__What is expected__: Nothing after the line containing "Label a point on each instance of the low" belongs in the answer; write out exactly every line from the start of the material up to it, including it.

__Extracted material__:
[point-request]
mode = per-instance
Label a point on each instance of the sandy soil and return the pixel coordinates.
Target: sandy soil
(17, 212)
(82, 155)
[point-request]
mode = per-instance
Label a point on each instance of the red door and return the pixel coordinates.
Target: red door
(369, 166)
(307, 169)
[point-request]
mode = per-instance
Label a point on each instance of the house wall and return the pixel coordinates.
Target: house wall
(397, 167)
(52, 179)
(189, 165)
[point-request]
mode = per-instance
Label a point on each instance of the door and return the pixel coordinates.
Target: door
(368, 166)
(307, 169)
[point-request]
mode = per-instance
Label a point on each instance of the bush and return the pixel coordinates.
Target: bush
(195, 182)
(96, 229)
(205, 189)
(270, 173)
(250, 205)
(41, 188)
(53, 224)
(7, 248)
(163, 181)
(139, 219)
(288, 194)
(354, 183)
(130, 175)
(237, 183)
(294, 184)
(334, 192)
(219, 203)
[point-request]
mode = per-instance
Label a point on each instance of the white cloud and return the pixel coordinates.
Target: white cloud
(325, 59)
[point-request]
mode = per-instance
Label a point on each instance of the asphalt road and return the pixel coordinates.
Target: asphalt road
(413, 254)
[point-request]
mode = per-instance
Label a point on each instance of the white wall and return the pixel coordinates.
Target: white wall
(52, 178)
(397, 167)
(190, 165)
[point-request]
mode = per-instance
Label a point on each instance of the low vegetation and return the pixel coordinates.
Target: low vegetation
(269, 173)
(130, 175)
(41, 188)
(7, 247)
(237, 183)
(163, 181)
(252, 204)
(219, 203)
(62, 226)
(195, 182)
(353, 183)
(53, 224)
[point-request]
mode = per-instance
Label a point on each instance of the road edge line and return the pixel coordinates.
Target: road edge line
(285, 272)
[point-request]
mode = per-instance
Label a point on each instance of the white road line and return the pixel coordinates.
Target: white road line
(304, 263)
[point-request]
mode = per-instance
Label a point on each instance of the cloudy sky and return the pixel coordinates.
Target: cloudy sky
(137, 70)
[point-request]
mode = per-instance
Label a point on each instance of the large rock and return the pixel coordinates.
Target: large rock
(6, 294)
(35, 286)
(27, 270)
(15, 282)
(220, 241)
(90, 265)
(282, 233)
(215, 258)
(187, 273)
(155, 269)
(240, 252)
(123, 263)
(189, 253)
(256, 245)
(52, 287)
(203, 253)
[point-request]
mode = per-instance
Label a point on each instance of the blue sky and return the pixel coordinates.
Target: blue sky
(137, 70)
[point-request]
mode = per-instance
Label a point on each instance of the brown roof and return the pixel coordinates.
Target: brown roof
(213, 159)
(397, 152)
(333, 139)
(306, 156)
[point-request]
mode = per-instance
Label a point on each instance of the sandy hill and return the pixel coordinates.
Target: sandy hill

__Answer for the task__:
[point-request]
mode = per-instance
Label a point on each instance of the sandy soil and return the pixel coordinates.
Target: sandy soil
(17, 212)
(82, 155)
[point-request]
mode = per-instance
Label a point on each instance of the red door and return the pixel coordinates.
Target: red door
(369, 166)
(307, 169)
[point-request]
mode = per-instance
Label a point on each instance of the house wall and return the pixel coordinates.
Target: house wall
(397, 167)
(52, 179)
(189, 165)
[point-request]
mode = per-instance
Label a point on each instance of the door and return the pixel coordinates.
Target: door
(368, 166)
(307, 169)
[point-request]
mode = per-instance
Label a point on each instance of the bush and return the pixel coordinates.
Target: bush
(195, 182)
(96, 229)
(205, 189)
(270, 173)
(250, 205)
(41, 188)
(53, 224)
(7, 248)
(163, 181)
(139, 219)
(288, 194)
(354, 183)
(130, 175)
(237, 183)
(294, 184)
(334, 192)
(219, 203)
[point-request]
mode = per-instance
Label a point on each instance of the white cloud and return the pixel coordinates.
Target: white cloud
(325, 59)
[point-request]
mode = per-instance
Label a point on each instance of the asphalt road and return the pixel coordinates.
Target: asphalt road
(413, 254)
[point-request]
mode = per-instance
Label a point on each instance of the white wall and return the pixel coordinates.
Target: white wall
(52, 178)
(397, 167)
(190, 165)
[point-request]
mode = per-instance
Label a point on each instance of the low vegetation and return the pixel coordinates.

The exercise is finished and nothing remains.